Description of the task: Count how many lines of the listing below contain the string "crossbar". Give only the number.

Task material:
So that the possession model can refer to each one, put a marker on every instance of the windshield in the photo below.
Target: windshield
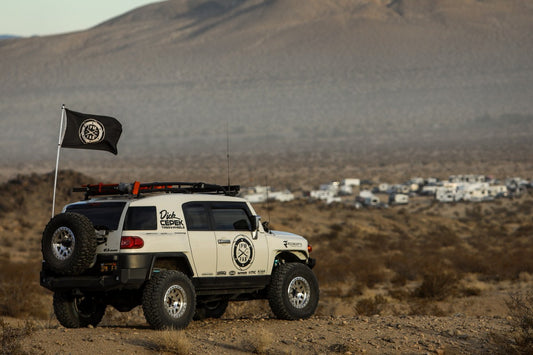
(103, 215)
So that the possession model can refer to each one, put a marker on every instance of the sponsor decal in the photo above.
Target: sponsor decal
(243, 252)
(170, 220)
(91, 131)
(291, 244)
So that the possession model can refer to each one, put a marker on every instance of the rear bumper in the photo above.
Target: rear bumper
(122, 279)
(132, 271)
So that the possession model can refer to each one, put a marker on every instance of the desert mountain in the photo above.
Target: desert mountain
(282, 74)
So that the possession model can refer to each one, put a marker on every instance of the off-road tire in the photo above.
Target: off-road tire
(293, 292)
(69, 243)
(77, 312)
(214, 309)
(169, 300)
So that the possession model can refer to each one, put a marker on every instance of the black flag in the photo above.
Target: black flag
(86, 131)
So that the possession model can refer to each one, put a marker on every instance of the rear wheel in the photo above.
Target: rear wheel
(293, 292)
(78, 312)
(169, 300)
(69, 243)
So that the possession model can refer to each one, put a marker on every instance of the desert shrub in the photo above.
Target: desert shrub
(437, 284)
(521, 311)
(370, 306)
(425, 308)
(20, 291)
(12, 337)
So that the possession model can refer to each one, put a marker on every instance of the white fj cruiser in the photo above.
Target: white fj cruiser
(181, 250)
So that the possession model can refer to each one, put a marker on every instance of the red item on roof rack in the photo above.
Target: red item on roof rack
(136, 188)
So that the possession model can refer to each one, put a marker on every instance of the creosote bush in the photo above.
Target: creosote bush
(521, 311)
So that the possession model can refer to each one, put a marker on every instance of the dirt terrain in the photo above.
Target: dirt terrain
(318, 335)
(418, 279)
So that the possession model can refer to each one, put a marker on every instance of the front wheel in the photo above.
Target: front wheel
(78, 312)
(169, 300)
(293, 292)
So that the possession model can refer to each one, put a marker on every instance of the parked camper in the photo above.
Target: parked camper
(445, 194)
(351, 182)
(367, 198)
(398, 199)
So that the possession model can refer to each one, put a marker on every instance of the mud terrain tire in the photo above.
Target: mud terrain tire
(169, 300)
(77, 312)
(293, 292)
(69, 243)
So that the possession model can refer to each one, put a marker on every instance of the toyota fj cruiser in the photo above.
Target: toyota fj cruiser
(181, 250)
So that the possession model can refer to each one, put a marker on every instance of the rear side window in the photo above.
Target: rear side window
(103, 215)
(196, 217)
(141, 218)
(229, 219)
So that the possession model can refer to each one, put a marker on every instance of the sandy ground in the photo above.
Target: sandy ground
(318, 335)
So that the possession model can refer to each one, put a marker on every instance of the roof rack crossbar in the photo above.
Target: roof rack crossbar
(137, 188)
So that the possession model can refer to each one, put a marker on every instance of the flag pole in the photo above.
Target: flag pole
(57, 158)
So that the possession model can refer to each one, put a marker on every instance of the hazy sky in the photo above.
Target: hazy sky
(43, 17)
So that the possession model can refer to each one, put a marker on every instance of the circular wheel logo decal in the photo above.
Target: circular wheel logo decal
(91, 131)
(243, 252)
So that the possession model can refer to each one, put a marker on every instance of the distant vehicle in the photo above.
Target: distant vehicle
(398, 199)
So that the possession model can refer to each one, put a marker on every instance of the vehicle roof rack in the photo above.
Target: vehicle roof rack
(136, 188)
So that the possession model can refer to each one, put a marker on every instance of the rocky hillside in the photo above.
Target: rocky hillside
(324, 75)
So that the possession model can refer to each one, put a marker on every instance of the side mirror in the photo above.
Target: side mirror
(256, 222)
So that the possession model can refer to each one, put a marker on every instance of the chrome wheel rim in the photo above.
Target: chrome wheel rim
(175, 301)
(63, 242)
(299, 292)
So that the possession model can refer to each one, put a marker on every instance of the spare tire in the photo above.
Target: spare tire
(69, 243)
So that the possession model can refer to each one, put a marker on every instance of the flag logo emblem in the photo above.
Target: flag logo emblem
(92, 131)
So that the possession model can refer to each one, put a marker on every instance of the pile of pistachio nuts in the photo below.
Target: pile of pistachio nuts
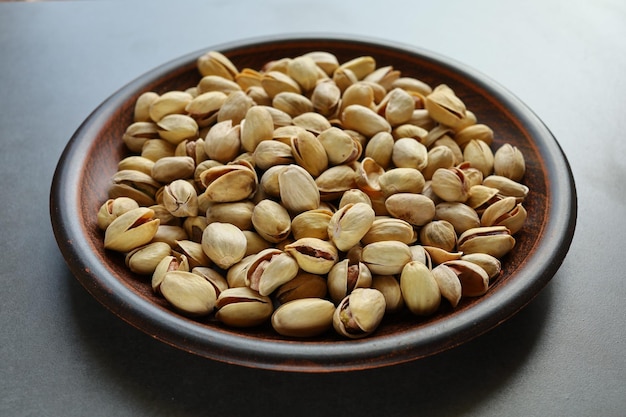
(312, 194)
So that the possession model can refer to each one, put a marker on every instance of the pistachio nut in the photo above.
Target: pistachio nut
(448, 283)
(216, 63)
(269, 269)
(349, 224)
(190, 294)
(180, 198)
(506, 212)
(461, 216)
(490, 264)
(297, 189)
(345, 276)
(474, 280)
(243, 307)
(304, 285)
(131, 230)
(271, 221)
(388, 228)
(420, 291)
(494, 240)
(144, 259)
(386, 257)
(167, 264)
(311, 223)
(415, 209)
(444, 106)
(113, 208)
(409, 153)
(440, 234)
(228, 183)
(305, 317)
(134, 184)
(360, 313)
(509, 162)
(224, 243)
(389, 286)
(313, 255)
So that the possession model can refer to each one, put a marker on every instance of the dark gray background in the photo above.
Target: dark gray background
(61, 353)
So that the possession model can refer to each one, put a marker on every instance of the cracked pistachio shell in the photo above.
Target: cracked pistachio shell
(415, 209)
(305, 317)
(171, 102)
(313, 255)
(461, 216)
(450, 185)
(476, 131)
(172, 168)
(397, 107)
(271, 220)
(339, 146)
(387, 228)
(258, 126)
(113, 208)
(444, 106)
(243, 307)
(349, 224)
(474, 280)
(479, 155)
(238, 213)
(204, 107)
(311, 223)
(216, 63)
(506, 212)
(438, 157)
(401, 180)
(360, 313)
(389, 286)
(304, 285)
(345, 276)
(167, 264)
(228, 183)
(494, 240)
(235, 107)
(270, 269)
(333, 182)
(507, 187)
(409, 153)
(380, 148)
(509, 162)
(449, 284)
(297, 189)
(180, 198)
(293, 104)
(193, 251)
(138, 133)
(224, 243)
(364, 120)
(190, 294)
(419, 289)
(275, 82)
(490, 264)
(144, 260)
(131, 230)
(222, 142)
(309, 152)
(386, 257)
(135, 185)
(440, 234)
(326, 97)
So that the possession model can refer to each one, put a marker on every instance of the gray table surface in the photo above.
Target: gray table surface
(63, 354)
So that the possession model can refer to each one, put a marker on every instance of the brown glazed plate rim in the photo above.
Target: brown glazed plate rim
(546, 245)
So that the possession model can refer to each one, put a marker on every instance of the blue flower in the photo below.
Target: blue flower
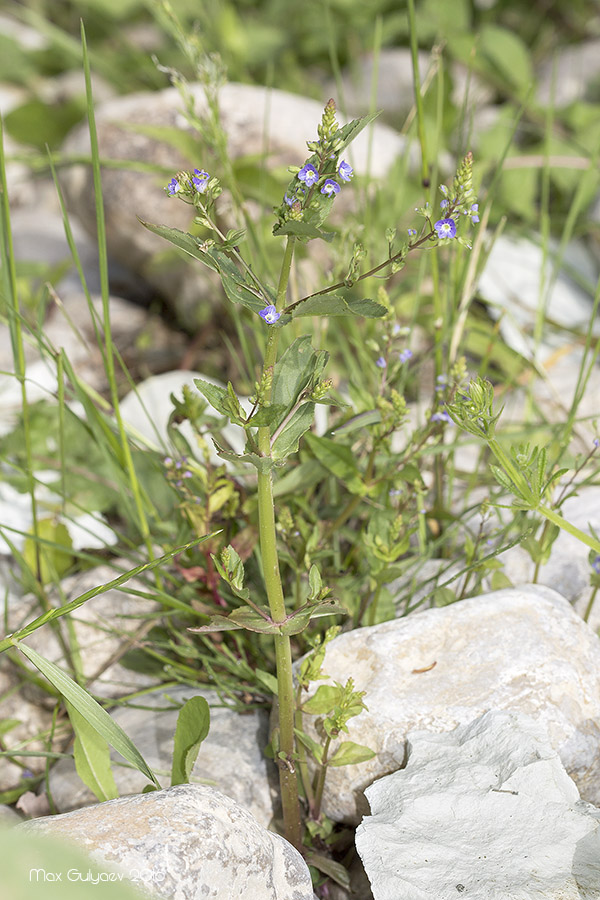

Correct response: 2